__Task directions__: Collect every line of the records below that contains the word "positive".

- - -

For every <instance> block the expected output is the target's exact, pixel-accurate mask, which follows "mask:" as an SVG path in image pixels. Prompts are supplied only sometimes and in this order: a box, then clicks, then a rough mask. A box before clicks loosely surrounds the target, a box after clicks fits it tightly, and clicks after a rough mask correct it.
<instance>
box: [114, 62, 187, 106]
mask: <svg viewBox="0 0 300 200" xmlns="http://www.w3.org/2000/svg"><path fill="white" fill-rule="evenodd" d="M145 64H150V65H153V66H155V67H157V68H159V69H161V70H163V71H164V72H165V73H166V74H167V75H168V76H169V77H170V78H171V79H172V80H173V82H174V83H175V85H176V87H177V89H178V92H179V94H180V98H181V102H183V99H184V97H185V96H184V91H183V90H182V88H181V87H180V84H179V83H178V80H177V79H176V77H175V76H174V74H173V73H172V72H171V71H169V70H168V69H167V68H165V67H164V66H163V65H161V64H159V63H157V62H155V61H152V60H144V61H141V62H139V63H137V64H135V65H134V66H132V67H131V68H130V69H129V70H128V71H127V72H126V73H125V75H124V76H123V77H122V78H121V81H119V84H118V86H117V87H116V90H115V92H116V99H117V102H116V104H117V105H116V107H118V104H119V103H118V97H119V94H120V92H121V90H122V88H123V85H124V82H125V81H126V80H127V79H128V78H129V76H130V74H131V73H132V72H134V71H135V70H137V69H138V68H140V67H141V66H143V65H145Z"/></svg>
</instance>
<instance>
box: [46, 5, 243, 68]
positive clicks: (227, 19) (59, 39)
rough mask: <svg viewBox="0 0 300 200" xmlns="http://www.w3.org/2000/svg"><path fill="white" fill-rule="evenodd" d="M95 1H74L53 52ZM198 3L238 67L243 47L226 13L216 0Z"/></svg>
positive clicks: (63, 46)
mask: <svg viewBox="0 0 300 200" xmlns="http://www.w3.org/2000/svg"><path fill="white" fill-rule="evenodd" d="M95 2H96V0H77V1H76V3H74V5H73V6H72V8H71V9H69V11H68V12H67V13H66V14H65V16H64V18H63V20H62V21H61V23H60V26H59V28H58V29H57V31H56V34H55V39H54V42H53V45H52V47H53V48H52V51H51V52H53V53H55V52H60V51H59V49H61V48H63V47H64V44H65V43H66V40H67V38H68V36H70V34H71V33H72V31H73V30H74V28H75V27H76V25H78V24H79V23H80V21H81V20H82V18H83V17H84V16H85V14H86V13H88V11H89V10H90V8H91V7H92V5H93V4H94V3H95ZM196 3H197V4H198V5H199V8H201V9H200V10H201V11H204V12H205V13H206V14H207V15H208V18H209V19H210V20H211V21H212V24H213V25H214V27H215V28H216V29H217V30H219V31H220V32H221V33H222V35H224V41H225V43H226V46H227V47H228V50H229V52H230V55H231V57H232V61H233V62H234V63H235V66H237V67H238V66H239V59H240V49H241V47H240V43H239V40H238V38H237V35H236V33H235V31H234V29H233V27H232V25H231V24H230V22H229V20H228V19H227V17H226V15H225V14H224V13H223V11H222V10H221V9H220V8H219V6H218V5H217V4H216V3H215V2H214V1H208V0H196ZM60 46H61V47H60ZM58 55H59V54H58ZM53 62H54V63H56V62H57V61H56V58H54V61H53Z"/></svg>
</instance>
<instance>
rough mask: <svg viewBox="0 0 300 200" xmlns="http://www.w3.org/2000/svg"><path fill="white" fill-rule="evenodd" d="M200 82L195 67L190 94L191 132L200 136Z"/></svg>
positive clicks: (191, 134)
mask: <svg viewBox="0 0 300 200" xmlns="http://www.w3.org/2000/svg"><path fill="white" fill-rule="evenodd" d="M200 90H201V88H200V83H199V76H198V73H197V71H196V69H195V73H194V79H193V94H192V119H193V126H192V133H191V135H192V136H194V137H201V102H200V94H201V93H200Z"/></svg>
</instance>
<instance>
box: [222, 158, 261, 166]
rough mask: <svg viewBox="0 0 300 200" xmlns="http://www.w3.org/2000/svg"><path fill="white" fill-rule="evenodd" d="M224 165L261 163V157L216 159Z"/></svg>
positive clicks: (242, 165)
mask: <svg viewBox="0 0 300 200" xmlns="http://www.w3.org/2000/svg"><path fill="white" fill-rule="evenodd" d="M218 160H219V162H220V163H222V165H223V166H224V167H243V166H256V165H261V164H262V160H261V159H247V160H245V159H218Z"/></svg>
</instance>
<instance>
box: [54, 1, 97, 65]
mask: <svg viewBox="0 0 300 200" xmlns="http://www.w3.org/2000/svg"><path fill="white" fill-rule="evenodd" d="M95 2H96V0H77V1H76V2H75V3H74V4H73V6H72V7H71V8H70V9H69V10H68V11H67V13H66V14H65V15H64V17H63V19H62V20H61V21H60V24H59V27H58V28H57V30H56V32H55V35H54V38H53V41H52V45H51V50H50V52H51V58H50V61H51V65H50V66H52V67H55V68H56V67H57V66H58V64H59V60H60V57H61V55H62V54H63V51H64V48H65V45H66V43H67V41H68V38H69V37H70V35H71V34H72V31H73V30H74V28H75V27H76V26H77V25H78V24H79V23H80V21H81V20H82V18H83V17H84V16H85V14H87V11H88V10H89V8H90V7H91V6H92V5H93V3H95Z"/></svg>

- - -

__Solution__:
positive clicks: (227, 19) (59, 39)
positive clicks: (63, 46)
positive clicks: (191, 134)
positive clicks: (242, 165)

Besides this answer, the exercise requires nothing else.